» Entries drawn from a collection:

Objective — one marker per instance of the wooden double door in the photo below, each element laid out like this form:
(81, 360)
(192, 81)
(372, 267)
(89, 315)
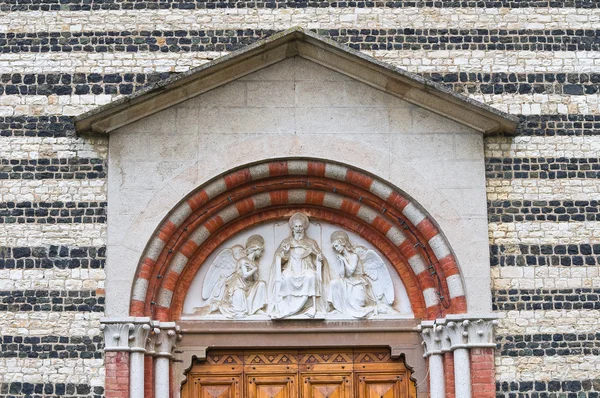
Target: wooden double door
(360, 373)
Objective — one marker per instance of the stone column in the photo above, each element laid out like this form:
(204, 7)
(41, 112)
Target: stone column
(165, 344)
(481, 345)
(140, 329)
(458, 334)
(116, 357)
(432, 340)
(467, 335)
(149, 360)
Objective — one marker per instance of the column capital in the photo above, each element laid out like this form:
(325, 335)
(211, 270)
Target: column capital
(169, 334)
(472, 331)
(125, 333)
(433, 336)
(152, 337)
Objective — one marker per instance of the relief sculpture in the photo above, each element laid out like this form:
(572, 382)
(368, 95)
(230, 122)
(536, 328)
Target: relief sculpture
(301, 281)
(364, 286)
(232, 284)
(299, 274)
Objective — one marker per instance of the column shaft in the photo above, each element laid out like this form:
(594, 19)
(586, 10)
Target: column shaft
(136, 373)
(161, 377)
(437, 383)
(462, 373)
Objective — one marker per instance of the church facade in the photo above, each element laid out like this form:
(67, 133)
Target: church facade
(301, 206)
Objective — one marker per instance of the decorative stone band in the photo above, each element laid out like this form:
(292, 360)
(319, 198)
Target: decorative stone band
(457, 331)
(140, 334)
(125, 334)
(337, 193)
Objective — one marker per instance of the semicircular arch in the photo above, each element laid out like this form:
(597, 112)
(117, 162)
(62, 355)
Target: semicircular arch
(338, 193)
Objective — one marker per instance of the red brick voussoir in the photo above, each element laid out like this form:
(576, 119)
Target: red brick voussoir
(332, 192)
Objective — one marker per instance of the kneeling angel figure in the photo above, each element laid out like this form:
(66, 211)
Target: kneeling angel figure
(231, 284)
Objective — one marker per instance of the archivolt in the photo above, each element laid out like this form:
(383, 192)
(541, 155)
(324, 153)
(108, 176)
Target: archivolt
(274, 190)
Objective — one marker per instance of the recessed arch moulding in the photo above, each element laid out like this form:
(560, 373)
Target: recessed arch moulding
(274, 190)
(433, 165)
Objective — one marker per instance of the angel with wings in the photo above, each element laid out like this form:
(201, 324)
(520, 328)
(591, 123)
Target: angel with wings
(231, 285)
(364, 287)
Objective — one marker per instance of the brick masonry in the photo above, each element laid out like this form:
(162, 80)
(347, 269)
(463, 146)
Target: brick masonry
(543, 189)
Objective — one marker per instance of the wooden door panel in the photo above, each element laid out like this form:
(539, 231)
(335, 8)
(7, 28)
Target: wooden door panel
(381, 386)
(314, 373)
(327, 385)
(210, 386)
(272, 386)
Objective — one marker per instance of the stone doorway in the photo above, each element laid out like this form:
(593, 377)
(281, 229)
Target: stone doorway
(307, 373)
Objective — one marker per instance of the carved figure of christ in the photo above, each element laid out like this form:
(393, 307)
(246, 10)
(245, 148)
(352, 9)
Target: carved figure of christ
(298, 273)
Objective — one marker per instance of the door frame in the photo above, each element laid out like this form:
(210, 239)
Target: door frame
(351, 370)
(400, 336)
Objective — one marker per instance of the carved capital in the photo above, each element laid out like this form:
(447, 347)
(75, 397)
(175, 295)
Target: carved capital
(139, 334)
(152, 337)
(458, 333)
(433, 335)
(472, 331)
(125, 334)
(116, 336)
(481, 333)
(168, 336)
...
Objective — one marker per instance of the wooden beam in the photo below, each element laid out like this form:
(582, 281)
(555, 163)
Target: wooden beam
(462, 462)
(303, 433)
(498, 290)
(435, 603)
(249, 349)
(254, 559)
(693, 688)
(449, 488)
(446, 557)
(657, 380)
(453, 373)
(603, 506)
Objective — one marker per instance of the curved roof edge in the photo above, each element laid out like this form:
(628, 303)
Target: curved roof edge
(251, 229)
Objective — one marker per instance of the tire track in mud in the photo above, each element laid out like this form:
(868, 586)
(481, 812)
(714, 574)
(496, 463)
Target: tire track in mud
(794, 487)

» Stated goal: Gather every line of the listing above that contains the word "sculpture", and copy each of those lines in full.

» Task response:
Objective — one marker per instance of the relief sculpture in the photo above, each element laid out like this form:
Target: relief sculpture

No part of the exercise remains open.